Complete the following
a. Which custom Firetasks does the dataflow Firetasks page list as included in the module?
b. Retype everything in the dataflow Firetasks page from "To use a Python" down to "to child Fireworks.".
c. What is the default value of the chunk_number parameter on the dataflow Firetasks page?

Text
Using the dataflow Firetasks

This group includes custom Firetasks to manage dataflow between Fireworks. The input data and output data are stored in the Firework spec and passed to the subsequent Firetasks and Fireworks via FWAction objects. The module includes:

  • CommandLineTask

  • ForeachTask

  • JoinDictTask

  • JoinListTask

  • ImportDataTask

To use a Python function in a dataflow context, see e.g. PyTask.

CommandLineTask

The CommandLineTask provides methods to handle commands in a shell with command line options, manage the inputs and outputs of commands and receive file metadata from parent Fireworks and pass file metadata to child Fireworks.

Required parameters

  • command_spec (dict): a dictionary specification of the command. It has the following structure:

    command_spec = {
        'command': (list), # mandatory, list of strings
        inputs[0]: (dict), # optional
        inputs[1]: (dict), # optional
        # ...
        outputs[0]: (dict), # optional
        outputs[1]: (dict), # optional
        # ...
    }
    

Note

When a str is found instead of dict for some input or output key, for example inputs[1]: 'string', then 'string' is automatically replaced with {spec['string']}.

The command key is a representation of the command as to be used with the Subprocess package. The optional keys inputs[0], inputs[1], …, outputs[0], outputs[0], …, are the actual keys specified in inputs and outputs. The dictionaries dict1, dict2, etc. have the following schema:

{
    'binding': {
        prefix: str or None,
        separator: str or None
    },
    'source': {
        'type': 'path' or 'data' or 'identifier'
                 or 'stdin' or 'stdout' or 'stderr' or None,
        'value': str or int or float
    },
    'target': {
        'type': 'path' or 'data' or 'identifier'
                 or 'stdin' or 'stdout' or 'stderr' or None,
        'value': str
    }
}

Note

If the type in the source field is data then value can be of types str, int and float.

Note

When a str is found instead of dict for some source, for example {'source': 'string'}, then string is replaced with spec['string'].

Optional parameters

  • inputs (list): a list of keys, one for each input argument; default is empty.

  • outputs (list): a list of keys, one for each output argument; default is empty.

  • chunk_number (int): the serial number of the Firetask when it is part of a parallel group generated by a ForeachTask; default is None.

Example

The following workflow executes the command echo -n Hello world! in the command line:

fws:
- fw_id: 1
  name: Run a command and store the result
  spec:
    _tasks:
    - _fw_name: CommandLineTask
      command_spec:
        command: [echo, -n]
        input string: {source: input string}
        output file:
          source: {type: stdout}
          target: {type: path, value: /tmp}
      inputs: [input string]
      outputs: [output file]
    input string: {type: data, value: Hello world!}
links: {}
metadata: {}

The STDOUT output is collected and stored in a new file under /tmp. The full path of the file is stored in spec of the current Firework and all child Fireworks with key output file.

Records
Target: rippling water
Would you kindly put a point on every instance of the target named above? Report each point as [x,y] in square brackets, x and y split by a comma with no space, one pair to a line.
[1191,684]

---

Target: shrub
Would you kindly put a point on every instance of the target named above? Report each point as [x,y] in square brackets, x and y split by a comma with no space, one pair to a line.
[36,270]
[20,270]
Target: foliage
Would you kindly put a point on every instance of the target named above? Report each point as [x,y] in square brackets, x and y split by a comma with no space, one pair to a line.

Task results
a. CommandLineTask, ForeachTask, JoinDictTask, JoinListTask, ImportDataTask

b.
To use a Python function in a dataflow context, see e.g. PyTask.

CommandLineTask

The CommandLineTask provides methods to handle commands in a shell with command line options, manage the inputs and outputs of commands and receive file metadata from parent Fireworks and pass file metadata to child Fireworks.

c. None